> [The problem]: An exact transcription of the entries is required, with none of the pictures carried over.
################
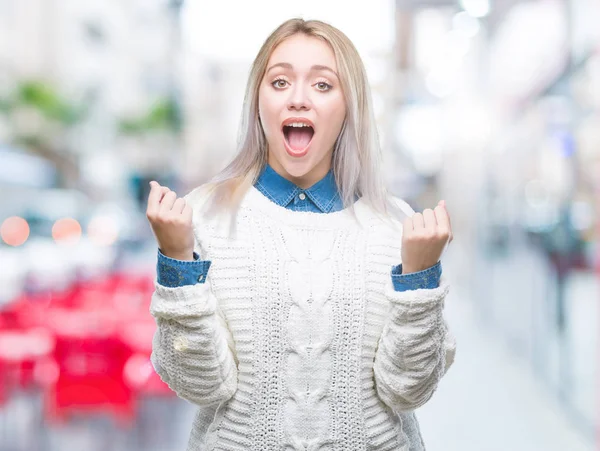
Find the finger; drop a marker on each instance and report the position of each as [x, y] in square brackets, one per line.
[407, 226]
[429, 219]
[443, 220]
[178, 205]
[167, 203]
[187, 212]
[163, 191]
[154, 198]
[418, 221]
################
> [Solution to the problem]:
Find the finger; drop a marker on each instance and report the position of each as [x, y] in square brackets, one per line.
[407, 226]
[429, 219]
[443, 220]
[178, 205]
[167, 203]
[187, 212]
[163, 191]
[154, 198]
[418, 221]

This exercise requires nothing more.